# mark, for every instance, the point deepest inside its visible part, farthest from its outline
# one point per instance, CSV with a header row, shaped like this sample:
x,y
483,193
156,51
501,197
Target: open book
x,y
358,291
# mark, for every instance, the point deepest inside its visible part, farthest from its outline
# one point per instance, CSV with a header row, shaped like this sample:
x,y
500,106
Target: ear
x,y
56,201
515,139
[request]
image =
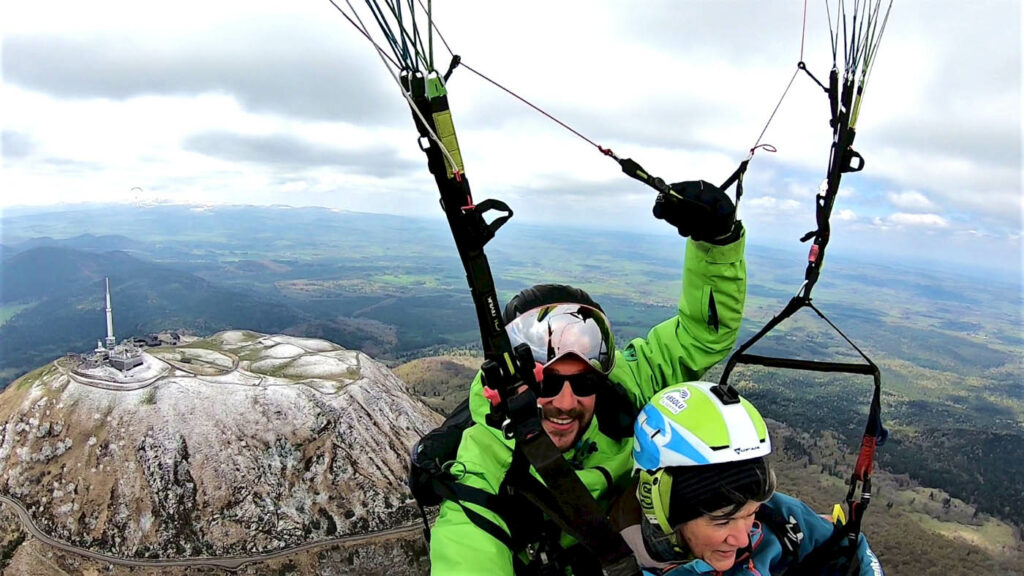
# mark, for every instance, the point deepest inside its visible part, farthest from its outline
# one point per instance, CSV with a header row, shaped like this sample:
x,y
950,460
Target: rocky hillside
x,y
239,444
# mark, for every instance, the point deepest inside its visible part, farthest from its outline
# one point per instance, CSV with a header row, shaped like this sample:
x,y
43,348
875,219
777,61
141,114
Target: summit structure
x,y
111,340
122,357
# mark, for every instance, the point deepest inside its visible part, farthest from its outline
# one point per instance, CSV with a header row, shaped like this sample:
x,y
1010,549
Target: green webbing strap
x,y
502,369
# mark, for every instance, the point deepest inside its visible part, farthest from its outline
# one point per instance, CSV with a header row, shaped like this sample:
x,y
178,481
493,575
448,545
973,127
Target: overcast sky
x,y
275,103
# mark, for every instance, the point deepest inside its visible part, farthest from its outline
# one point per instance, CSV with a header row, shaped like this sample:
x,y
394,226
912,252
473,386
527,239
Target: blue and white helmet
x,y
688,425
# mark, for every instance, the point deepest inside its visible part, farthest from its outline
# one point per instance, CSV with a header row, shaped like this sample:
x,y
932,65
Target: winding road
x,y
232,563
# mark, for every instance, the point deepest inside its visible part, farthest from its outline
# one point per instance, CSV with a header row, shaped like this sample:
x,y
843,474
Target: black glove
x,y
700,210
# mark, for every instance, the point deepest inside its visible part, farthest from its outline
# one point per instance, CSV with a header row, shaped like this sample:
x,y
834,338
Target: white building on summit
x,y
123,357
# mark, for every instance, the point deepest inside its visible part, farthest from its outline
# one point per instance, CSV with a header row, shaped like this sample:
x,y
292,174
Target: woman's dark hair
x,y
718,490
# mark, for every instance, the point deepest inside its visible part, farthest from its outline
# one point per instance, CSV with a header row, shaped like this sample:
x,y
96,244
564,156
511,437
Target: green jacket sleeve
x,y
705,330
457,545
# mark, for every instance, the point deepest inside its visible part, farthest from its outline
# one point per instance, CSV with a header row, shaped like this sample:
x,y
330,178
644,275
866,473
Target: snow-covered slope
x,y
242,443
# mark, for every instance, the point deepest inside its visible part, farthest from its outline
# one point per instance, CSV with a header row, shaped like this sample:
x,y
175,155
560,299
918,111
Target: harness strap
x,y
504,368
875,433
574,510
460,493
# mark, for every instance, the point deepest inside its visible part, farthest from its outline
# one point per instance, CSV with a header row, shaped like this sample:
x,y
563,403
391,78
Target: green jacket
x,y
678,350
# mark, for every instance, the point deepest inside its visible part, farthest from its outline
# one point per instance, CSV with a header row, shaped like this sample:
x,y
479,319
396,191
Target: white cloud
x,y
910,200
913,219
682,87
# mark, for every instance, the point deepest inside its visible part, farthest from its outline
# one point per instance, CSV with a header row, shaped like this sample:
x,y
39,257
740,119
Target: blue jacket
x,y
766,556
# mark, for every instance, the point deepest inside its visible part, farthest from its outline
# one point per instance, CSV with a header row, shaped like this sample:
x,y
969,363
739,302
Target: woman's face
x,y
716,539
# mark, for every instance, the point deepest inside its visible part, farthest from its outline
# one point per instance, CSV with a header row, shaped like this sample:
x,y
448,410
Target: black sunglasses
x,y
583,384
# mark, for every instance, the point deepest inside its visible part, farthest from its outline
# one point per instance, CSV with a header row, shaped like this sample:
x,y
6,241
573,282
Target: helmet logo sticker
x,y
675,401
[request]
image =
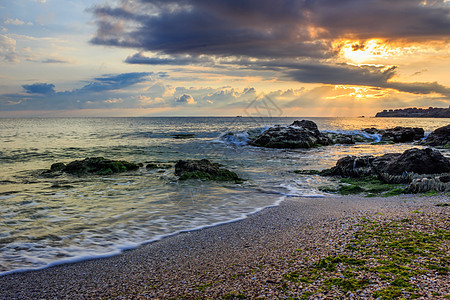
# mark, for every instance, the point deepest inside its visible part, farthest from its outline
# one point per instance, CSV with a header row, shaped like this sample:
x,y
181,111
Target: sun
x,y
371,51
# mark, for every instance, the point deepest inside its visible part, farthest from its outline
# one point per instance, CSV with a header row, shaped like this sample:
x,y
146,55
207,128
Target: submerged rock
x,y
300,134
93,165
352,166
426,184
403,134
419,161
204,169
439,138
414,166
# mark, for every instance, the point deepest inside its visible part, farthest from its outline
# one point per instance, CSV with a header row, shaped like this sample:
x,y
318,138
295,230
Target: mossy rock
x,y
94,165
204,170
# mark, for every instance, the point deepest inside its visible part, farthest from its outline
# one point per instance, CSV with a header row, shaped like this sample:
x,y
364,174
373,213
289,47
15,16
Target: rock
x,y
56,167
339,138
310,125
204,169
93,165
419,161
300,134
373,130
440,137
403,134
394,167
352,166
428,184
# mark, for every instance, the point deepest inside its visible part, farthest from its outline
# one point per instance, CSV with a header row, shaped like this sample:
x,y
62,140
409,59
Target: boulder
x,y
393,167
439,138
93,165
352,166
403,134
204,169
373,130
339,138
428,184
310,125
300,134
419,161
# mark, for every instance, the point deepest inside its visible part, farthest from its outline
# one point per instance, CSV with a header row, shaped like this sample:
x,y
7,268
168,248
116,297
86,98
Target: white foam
────────────────
**PROBLEM STATEMENT**.
Please repeat every line from the listing above exactly as it appears. Drop the pictures.

**SOLUTION TO THE PROBLEM**.
# mark, for every instance, the point deepest inside its visible part, farthest from its outline
# one point per instance, CSV with a header row, shaped like this sample:
x,y
483,193
156,51
501,197
Target: open book
x,y
358,291
# mark, for every instance, the point deepest inside its visible part, farthest from its outline
# one point per instance, CSV with a header row, shaped like this sample:
x,y
500,106
Target: ear
x,y
56,201
515,139
[request]
image =
# mark, for every instance, the point deepest inside its visible part, farthest from its outline
# one point per instance, CSV with a header row, shaped like this sample:
x,y
950,460
Target: rocky hillside
x,y
239,444
# mark, for every instance, the point deepest inside its visible part, farthest from its outline
# one point per instance, CSV with a header row, shaped like this sample:
x,y
43,348
875,219
777,61
141,114
Target: summit structure
x,y
111,340
122,357
# mark, for every instance, the point deepest inside its visible part, farthest from its outline
# one point per instance, CSV with a header row, shaped like this sample:
x,y
1010,549
Target: green webbing strap
x,y
502,369
# mark, for every instance, the point deepest inside its visible part, farthest from its outline
# one point per instance, CSV with a header row, shaped like this sample:
x,y
178,481
493,575
448,545
973,127
Target: overcast sky
x,y
275,103
# mark, for every instance, the point deepest inside its visible part, farthest from its outline
# one point per instance, CSV with a header row, shaped like this sample:
x,y
394,226
912,252
473,386
527,239
Target: blue and white helmet
x,y
688,425
# mark, for every instance, the point deepest inside its visible part, farthest from its outline
# one point per instance, CSV with a header row, shaped like this sample:
x,y
932,65
Target: winding road
x,y
232,563
# mark, for every instance, the point deepest inside its visible part, farthest from its outline
# one point per instance, CSV with a header row, shaped like this sample:
x,y
843,474
Target: black glove
x,y
700,210
# mark, for every instance, the point deepest inside its visible part, farthest from its outline
# one point per instance, CSV with a header row, shaped like this sample:
x,y
834,338
Target: white building on summit
x,y
123,357
# mark, for every instance, the point deepest inside its visible part, farthest from its outline
# one point per instance, CSV with a header row, shaped like this sample:
x,y
292,174
Target: woman's dark hair
x,y
718,490
# mark, for every instance, the point deepest inside its visible part, farthest from its outline
# one point per instance, CSV with a header row, shaped like this sample:
x,y
96,244
564,156
511,437
Target: green jacket sleeve
x,y
705,330
457,545
# mark, for every instance, the point deepest inside its visible part, farthest from its outline
# one point per instance, CSV with a header row, shaped like this sample:
x,y
330,178
644,275
866,473
Target: snow-covered slope
x,y
242,443
# mark, for every instance, the point deepest inside its visible part, farthest from its outline
# one point per instance, CSV with a header row, shaped like this sample:
x,y
175,155
560,299
918,111
Target: harness strap
x,y
504,368
875,433
574,510
460,493
# mark, for every instance, the point deepest inside its visible part, farthest from its outline
# one point per instance, CSV with a header row, shaped like this sample:
x,y
563,403
391,78
Target: green jacket
x,y
678,350
# mark, for every instance, the point deepest inside its visible part, farthest from its outline
# one point per instance, CSV with a header row, shaped like this sample:
x,y
479,319
396,191
Target: white cloud
x,y
910,200
913,219
682,87
# mark, for every instance, the point deepest inside its visible part, farthest from its outline
# one point per instance, CSV with a header row, shaped like this sample:
x,y
39,257
740,119
Target: blue jacket
x,y
766,556
# mark, for every instance, the point deepest inside its visible part, farthest from its outline
# one point per instance, CSV with a header row, shaped like this sample:
x,y
969,363
739,302
Target: woman's face
x,y
716,539
# mark, for every instance, the point deepest inside its visible part, farthest from its outline
# one point per instance, CSV with a header row, shaped like this sample:
x,y
448,410
Target: black sunglasses
x,y
583,384
# mark, for every instance, the point deepest inside its visible part, farthest from its outline
# one point per instance, CSV with a header row, shaped like this sample:
x,y
6,241
573,282
Target: helmet logo sticker
x,y
675,401
[request]
image =
# mark, for every instance, the point deepest inside its visible part, farthest from its outline
# one point per instance, CSV with a header row, shaped like this sample:
x,y
181,111
Target: sun
x,y
371,51
# mark, for every instance, the point deepest inside its visible part, farthest from its outline
# one point per instance, CSV with a header row, shaped like this sample:
x,y
146,55
207,128
Target: submerged rock
x,y
300,134
93,165
352,166
426,184
403,134
419,161
204,169
439,138
414,166
# mark, for every instance, the point deepest inside its visible part, farthest from its outline
# one point per instance, CSV with a header row, shaped like this sample:
x,y
318,138
295,230
Target: mossy rock
x,y
94,165
204,170
# mark, for every instance, the point deepest inside its visible part, farthest from its outline
# one point per instance, CSV with a header row, shaped like this sample:
x,y
364,174
373,213
289,47
15,16
Target: rock
x,y
56,167
339,138
310,125
204,169
93,165
419,161
300,134
373,130
440,137
403,134
394,167
352,166
428,184
# mark, for every instance, the point deepest inside its visible part, farthest from its outline
# one point per instance, CSV with a header row, shaped like this sample:
x,y
62,140
409,59
Target: boulder
x,y
393,167
439,138
93,165
352,166
403,134
204,169
373,130
339,138
428,184
310,125
300,134
419,161
# mark, for every instance, the point deepest inside its visible part, farthest from its outline
# one point per instance, CSV with a header row, shaped like this sample:
x,y
7,268
168,248
116,297
86,98
Target: white foam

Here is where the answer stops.